» WORK TO COMPLETE
• a. In the forum thread on the biturbo urquattro, what did the anti-lag system implemented by Audi Sport make the car appear to have?
• b. Pick up the forum thread on the biturbo urquattro after its last post and continue it.

» TEXT SHOWN
# biturbo urquattro - any problems?



## WAUOla (Apr 15, 2005)

*Special quattro derivates (former biturbo thread)*

hi guys!
I've seen some pictures of originally Sport quattro rallycars faeturing
two turbochargers on the standard engine.
How will this be on an regular 20 valve regarding pulses etc? Are there
any big problems? Two charges will make up for lost driveability that
you loose in one BIG turbo for big effects?
Thinking why did the german Audi Sport folks stop using two charges
and just use one big one on the Pikes Peak etc...there must be a
reason.

_Modified by WAUOla at 9:05 AM 8-27-2005_


_Modified by WAUOla at 8:52 AM 12-13-2005_


----------



## snoogins (Nov 30, 2004)

*Re: biturbo urquattro - any problems? (WAUOla)*

To my knowledge, there always was only one turbo on the I5 turbo motors. I've never seen one with twin turbos. This includes the motors on the Group B, Pike's Peak, Tran-Am, and IMSA cars. Even the motor that was in the 200 that set the record at Talladega was a single turbo, albeit a 25v head, motor.


----------



## WAUOla (Apr 15, 2005)

quite aware of the Audi Sport FIA car line, but
I've seen a picture of the 20V featuring
biturbos.
As mentioned before, there is probably a
solution to WHY they didn't go down that route
with the old and slow turbochargers to
perform with earlier spool.


----------



## yumyjagermiester (Sep 20, 2002)

*Re: (WAUOla)*

I've seen a similar picture, but it was NOT a factory rallye car, or anything of the like, just someones project.
Audi sport did implement an anti-lag system which made it seem like the car had two wastegates, which looked like it had two turbos. Is this what you're referring to?


_Modified by yumyjagermiester at 7:52 AM 8/30/2005_


----------



## 84veedub (Oct 4, 2002)

*Re: (yumyjagermiester)*

There was the bi-wastegate design, for anti-lag on the rally cars, i've never seen a factory twin or bi-turbo I5.
paging James (fusilier)....


----------



## WAUOla (Apr 15, 2005)

I can't verify that it was an works quattro car,
but it was NOT the antilag system, which looks
like one standard WG and one bigger one that
actually is the antilag system


----------



## Fusilier (Apr 17, 2004)

*Re: (WAUOla)*

There is a bi-turbo setup on an I5 around on the net, but its not audisport. 
Its a private car. Its using two K26 turbos if I remember right.


----------



## URQ (Mar 19, 2004)

*Re: (Fusilier)*

2.5 cil per k26?


----------



## 84veedub (Oct 4, 2002)

*Re: (URQ)*

IIRC, cylinders 3,4,& 5 drove a K26, and cylinders 1 & 2 drove a K24.

» DATA PROVIDED

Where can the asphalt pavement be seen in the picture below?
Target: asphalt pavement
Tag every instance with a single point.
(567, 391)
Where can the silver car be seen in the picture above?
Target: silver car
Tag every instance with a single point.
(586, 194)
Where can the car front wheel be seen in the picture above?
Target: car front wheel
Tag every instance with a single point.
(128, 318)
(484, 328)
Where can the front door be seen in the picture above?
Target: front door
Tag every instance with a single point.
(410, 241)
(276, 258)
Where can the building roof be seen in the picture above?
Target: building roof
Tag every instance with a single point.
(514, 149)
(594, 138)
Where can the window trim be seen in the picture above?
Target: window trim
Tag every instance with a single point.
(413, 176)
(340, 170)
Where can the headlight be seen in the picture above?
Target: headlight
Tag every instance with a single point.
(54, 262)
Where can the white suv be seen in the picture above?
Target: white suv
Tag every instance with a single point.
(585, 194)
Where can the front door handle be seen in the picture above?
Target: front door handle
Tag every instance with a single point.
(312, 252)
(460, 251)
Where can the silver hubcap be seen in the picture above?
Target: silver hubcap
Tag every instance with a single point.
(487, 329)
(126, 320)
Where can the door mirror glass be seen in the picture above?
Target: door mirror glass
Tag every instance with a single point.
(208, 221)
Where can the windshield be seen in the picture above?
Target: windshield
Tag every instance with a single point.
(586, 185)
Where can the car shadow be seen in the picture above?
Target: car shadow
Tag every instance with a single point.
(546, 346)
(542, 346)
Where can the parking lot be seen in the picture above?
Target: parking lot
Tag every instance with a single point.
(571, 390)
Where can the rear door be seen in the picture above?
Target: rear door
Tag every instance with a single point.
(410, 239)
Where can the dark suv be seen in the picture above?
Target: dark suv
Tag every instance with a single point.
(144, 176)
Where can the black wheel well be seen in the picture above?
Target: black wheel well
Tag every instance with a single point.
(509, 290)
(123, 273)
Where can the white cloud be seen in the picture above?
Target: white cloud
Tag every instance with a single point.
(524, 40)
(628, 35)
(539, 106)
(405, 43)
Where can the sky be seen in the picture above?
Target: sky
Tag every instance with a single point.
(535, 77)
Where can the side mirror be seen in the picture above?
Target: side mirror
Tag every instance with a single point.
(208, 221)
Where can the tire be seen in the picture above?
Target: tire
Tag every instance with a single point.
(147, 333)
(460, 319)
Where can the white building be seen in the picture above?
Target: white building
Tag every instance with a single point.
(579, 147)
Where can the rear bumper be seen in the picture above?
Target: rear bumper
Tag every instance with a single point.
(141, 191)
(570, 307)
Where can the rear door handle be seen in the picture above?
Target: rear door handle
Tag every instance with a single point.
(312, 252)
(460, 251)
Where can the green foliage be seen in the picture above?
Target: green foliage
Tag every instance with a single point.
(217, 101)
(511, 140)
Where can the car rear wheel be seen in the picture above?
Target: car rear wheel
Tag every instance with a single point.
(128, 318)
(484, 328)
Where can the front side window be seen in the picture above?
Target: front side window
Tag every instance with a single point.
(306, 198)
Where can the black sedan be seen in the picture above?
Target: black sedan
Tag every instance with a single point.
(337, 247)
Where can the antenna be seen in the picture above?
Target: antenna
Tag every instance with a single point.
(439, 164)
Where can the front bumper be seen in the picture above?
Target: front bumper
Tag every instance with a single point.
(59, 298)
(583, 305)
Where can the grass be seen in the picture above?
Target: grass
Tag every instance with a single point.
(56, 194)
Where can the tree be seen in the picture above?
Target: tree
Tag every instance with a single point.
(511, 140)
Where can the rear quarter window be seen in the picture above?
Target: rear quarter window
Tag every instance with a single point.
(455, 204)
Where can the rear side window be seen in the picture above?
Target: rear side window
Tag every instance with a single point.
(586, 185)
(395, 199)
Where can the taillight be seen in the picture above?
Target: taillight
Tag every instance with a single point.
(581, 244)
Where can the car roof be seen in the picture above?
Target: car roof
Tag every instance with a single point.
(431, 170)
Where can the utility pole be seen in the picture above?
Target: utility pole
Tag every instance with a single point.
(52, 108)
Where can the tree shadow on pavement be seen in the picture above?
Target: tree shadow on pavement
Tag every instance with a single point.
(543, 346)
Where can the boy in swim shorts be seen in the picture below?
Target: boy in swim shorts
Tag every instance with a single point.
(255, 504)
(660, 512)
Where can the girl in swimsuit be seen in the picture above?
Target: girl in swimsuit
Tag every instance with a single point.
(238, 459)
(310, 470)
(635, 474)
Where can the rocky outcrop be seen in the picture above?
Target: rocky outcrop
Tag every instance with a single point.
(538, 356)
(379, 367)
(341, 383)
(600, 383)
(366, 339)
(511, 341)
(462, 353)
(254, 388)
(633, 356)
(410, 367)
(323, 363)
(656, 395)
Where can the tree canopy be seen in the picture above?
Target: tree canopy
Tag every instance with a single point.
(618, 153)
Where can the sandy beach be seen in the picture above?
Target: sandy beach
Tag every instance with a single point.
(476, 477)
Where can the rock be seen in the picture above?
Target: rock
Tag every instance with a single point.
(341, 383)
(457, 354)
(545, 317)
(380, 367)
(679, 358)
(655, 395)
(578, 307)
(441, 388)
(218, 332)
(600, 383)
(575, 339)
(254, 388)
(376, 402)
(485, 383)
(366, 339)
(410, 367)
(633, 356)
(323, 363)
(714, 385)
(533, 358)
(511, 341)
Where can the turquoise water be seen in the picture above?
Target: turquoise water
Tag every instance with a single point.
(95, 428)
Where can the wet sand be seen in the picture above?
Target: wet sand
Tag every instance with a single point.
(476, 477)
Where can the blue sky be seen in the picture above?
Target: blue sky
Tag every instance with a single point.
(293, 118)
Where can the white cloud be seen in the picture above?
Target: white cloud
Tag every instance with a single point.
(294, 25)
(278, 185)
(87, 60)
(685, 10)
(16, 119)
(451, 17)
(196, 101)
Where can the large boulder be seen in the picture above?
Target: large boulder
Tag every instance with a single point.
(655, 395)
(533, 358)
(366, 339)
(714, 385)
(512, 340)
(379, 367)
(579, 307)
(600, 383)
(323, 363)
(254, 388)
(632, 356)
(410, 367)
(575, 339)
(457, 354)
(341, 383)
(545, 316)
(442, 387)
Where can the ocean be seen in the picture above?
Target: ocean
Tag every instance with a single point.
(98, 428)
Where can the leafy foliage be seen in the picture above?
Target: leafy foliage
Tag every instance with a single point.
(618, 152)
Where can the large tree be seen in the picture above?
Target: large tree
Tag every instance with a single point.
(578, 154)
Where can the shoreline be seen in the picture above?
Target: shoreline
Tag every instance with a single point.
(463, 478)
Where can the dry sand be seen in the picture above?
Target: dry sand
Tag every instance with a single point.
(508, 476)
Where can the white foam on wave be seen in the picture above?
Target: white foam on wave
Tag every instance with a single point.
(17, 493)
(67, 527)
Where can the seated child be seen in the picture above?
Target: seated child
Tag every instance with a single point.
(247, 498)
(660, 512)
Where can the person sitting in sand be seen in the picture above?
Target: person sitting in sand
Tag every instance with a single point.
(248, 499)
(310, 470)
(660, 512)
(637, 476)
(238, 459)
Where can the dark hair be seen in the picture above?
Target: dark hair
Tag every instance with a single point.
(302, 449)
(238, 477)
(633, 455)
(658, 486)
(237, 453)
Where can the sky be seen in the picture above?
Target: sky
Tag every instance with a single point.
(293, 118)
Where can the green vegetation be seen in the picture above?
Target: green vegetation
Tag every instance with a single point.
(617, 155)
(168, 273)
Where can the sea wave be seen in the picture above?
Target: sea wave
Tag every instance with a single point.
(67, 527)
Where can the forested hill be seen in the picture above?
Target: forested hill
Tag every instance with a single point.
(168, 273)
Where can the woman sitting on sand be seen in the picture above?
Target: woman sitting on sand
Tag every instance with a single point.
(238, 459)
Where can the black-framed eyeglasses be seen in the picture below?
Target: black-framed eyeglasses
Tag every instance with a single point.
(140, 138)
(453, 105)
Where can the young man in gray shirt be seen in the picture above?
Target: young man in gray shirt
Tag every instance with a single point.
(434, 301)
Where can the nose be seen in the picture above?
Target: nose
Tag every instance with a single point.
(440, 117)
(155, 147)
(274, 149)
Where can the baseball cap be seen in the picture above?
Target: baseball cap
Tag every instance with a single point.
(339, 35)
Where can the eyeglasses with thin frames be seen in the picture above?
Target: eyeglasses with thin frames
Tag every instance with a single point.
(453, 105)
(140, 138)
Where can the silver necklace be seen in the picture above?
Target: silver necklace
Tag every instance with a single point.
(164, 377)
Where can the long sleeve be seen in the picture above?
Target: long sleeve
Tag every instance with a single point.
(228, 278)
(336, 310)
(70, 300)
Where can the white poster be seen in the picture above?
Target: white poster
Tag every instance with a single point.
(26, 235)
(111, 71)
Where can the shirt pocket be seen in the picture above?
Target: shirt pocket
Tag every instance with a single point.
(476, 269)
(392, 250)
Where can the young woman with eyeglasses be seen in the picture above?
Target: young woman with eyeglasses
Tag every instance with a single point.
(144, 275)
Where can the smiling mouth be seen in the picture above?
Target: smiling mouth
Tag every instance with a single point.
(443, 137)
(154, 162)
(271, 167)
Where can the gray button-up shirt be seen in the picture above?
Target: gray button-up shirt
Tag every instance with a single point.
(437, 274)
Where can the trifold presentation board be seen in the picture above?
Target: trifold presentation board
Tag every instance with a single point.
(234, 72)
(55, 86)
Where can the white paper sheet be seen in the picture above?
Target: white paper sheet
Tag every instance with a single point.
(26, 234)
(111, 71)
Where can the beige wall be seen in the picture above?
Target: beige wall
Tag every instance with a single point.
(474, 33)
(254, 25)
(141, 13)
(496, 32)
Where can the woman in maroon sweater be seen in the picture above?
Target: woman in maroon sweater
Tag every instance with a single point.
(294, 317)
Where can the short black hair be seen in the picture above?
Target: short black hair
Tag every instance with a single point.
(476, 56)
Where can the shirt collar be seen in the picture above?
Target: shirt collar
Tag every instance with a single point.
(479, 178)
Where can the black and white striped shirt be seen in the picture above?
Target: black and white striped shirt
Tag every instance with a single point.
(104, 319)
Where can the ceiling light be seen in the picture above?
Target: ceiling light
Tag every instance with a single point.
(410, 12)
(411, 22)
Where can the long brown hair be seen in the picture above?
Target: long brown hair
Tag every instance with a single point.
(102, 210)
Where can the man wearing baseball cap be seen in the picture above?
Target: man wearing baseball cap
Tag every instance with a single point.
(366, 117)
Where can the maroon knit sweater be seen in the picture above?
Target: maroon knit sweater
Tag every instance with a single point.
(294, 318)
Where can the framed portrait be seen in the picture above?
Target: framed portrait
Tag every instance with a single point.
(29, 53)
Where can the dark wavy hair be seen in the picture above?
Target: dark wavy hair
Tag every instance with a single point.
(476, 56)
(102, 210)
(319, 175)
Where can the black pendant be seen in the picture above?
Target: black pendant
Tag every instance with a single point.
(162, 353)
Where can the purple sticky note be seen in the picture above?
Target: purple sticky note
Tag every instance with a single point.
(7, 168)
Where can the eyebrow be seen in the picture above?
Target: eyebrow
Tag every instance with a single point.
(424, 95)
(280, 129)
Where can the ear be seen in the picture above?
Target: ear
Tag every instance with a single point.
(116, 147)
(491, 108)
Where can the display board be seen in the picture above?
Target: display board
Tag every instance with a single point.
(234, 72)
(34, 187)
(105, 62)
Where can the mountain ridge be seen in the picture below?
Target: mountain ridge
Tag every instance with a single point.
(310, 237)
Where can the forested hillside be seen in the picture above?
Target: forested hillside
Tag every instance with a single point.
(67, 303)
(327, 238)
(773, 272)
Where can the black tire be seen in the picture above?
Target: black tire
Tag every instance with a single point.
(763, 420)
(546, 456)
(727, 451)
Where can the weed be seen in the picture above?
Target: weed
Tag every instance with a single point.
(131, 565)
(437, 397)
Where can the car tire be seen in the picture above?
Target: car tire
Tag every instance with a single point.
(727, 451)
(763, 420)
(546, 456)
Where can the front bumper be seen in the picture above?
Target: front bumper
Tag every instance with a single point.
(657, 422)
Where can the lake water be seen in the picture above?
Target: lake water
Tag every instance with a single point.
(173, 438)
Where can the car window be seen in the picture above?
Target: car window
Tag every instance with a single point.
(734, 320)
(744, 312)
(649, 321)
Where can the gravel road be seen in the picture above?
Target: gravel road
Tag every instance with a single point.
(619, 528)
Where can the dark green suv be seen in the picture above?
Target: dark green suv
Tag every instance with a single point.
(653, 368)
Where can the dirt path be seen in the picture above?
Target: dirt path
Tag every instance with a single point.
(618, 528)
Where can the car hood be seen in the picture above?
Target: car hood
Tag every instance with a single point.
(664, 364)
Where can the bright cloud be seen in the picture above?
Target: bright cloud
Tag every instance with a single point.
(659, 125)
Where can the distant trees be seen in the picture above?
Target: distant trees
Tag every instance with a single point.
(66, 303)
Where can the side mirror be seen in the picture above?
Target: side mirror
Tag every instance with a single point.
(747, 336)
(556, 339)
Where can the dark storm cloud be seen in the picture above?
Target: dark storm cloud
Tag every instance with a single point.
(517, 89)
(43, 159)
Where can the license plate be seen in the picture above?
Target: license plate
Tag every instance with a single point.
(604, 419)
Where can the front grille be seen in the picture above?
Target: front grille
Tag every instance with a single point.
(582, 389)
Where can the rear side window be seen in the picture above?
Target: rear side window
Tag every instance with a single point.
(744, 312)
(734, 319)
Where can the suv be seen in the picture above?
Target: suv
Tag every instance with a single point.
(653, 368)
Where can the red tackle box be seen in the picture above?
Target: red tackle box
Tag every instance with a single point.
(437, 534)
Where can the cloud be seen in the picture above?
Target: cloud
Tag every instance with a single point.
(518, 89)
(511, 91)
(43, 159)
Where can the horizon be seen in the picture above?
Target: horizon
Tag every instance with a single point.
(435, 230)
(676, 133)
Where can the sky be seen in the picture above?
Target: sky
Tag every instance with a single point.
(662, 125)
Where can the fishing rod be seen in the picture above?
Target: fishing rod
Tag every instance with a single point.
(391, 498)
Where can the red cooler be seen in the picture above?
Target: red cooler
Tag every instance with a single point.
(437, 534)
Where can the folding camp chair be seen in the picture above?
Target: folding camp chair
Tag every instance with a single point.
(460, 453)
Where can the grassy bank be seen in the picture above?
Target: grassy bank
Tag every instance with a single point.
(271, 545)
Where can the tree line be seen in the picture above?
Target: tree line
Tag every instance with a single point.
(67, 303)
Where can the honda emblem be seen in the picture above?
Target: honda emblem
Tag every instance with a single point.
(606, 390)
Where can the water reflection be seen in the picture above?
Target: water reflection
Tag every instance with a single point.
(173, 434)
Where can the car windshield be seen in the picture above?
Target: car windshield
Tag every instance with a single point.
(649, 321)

» TASK RESULTS
• a. It made the car seem to have two wastegates, which looked like two turbos.

• b.
There was a photo album of that setup on motorgeek.com a week or
so ago.


_Modified by 84veedub at 10:09 AM 9-2-2005_


----------



## Fusilier (Apr 17, 2004)

*Re: (URQ)*

They did something funny with the runners. I think it was 2 and 3 with the firing order determining what went where, and then they merged the turbo outputs into one. It was weird. Basically half the motor ran each turbo. But of course that is only about 1.1 liter per K26 which is likely to be laggy as all getout.
I think a two turbo setup using a large wastegate and an electronic boost controller would be very interesting. A 2nd wastegate would be the dump and triggered by a 2nd electronic boost controller.
In function the wastegates are shut and all gas goes to the 1st turbo. Once a preset boost pressure is reached, the 1st wastegate is opened to vent gas into a 2nd exhaust plenum which drives the 2nd turbo. The 1st turbo is still going so you've effectively opened up the manifold to reduce exhaust pressures which naturally will spool up the 2nd turbo. This keeps everything efficient. Its possible two wastegates should be used for the bypass, just as two conventional BPVs will be needed to keep the intake sealed when using one turbo. This would allow someone with a 5 cylinder to use a pair of small turbos with excellent boost response down low and considerable flow up high.


----------



## snoogins (Nov 30, 2004)

*Re: (Fusilier)*

Mr Bufkin, you're knowledge continues to astound me.


----------



## WAUOla (Apr 15, 2005)

Well, I know an urquattro having dual prepped K24s, but not sure if it is the best idea.
Simplet splitt and merge piping.
I'll try to get hold of the picture that I'm thinking of...


----------



## WAUOla (Apr 15, 2005)

*Re: (WAUOla)*

Well, just found it








Two turbochargers, one common wastegate where the piping meets
and no antilag system as far as I can see.










_Modified by WAUOla at 1:35 AM 9-3-2005_


----------



## URQ (Mar 19, 2004)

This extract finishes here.